#### Goal
Transcribe every line of the records verbatim.

#### Exercise materials
● ● ●
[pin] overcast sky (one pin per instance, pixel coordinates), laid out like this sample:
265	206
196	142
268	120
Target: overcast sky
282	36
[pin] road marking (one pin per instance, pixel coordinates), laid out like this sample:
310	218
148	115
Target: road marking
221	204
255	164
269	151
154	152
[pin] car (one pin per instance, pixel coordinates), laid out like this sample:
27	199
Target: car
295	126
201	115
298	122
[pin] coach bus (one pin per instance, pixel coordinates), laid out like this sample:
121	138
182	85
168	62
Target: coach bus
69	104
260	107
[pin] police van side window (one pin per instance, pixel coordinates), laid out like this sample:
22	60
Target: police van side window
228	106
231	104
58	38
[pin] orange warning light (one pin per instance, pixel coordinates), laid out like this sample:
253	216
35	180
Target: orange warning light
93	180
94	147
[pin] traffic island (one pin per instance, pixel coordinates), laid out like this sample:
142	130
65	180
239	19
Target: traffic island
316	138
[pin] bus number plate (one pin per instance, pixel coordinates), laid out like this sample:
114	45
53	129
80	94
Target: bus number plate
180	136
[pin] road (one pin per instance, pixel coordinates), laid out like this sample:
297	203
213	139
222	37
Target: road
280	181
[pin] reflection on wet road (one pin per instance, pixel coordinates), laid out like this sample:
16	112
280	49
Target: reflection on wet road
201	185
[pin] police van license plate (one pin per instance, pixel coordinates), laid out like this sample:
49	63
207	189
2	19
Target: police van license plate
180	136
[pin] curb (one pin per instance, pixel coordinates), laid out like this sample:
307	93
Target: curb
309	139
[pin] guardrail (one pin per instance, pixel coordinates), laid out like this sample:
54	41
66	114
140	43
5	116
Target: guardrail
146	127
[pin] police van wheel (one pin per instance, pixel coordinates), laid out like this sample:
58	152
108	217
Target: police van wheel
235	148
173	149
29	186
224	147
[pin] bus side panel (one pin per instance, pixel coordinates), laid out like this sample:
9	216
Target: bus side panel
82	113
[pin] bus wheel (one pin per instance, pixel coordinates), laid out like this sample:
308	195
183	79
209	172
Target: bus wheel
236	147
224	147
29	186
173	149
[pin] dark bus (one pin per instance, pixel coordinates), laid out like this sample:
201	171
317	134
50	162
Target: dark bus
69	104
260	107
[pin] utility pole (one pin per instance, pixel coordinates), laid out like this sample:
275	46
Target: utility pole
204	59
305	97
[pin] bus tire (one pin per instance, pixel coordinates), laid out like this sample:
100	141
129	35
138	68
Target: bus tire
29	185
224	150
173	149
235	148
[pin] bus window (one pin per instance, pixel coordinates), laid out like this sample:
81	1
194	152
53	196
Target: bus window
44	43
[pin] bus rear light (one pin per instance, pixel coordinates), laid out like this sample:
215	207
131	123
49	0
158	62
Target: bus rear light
● ● ●
#### In response
[pin] overcast sky (one pin per instance, pixel coordinates), laid out like this sample:
265	206
196	142
268	120
Target: overcast sky
282	36
[pin] road marking (one pin per instance, pixel coordinates), laid out like this sample:
310	218
148	115
Target: road marking
221	204
255	164
269	151
154	152
[pin] car (one pin per instance, pixel coordinates), laid out like this sample:
27	199
Target: car
295	126
201	115
298	122
[pin] coach bus (one pin per instance, pixel coordinates), laid out like this sample:
121	138
182	85
168	62
Target: coach bus
69	104
260	107
[pin] police van side window (one pin per instance, pixel coordinates), laid out like this sample:
22	60
Target: police van side window
228	106
231	104
58	38
[pin] orange warning light (one pin per instance, pixel coordinates), laid out like this sample:
253	216
35	180
Target: orange warning light
93	180
94	147
[pin] traffic island (one pin per instance, pixel coordinates), laid out like this sample:
142	130
65	180
239	19
Target: traffic island
316	138
[pin] bus number plate (one pin per instance, pixel coordinates), laid out like this sample:
114	45
53	129
80	94
Target: bus number plate
180	136
[pin] road (one pin per instance, pixel coordinates), laid out like this sample:
297	203
213	139
222	37
Target: road
280	181
[pin] reflection on wet road (one pin per instance, pixel coordinates), laid out like this sample:
16	112
280	49
Target: reflection on wet road
201	185
[pin] police van license plate (one pin per instance, pixel coordinates), laid out like this sample:
49	63
207	189
2	19
Target: police van license plate
180	136
[pin] curb (one pin per instance, pixel coordinates), laid out like this sample:
307	93
Target: curb
309	139
[pin] guardrail (one pin per instance, pixel coordinates), laid out like this sample:
54	41
66	114
140	43
5	116
Target: guardrail
146	127
[pin] police van wheel (one pin per instance, pixel coordinates), laid out like this sample:
58	152
108	217
Target: police van wheel
235	148
173	149
29	186
224	147
[pin] bus side panel (one pin per instance, pixel coordinates), laid out like this sample:
9	216
Target: bus side panel
82	113
[pin] bus wheel (one pin per instance, pixel coordinates), laid out like this sample:
308	195
183	79
209	172
Target: bus wheel
236	147
224	147
29	186
173	149
[pin] dark bus (one pin per instance, pixel coordinates), laid out like this sample:
201	171
317	134
50	162
Target: dark bus
69	104
260	107
[pin] utility pole (one pin per instance, pixel coordinates), laid out like this sample:
275	46
Target: utility pole
204	59
305	97
[pin] bus tire (one pin per instance, pixel coordinates), laid out like this sample:
100	141
129	35
138	68
Target: bus tire
29	185
224	150
173	149
235	148
[pin] bus window (one pin per instance, pixel coordinates), laid out like this sample:
81	1
194	152
53	196
Target: bus window
44	43
[pin] bus rear light (one pin per instance, pixel coordinates), laid out like this sample:
215	207
131	123
49	0
158	62
Target: bus rear light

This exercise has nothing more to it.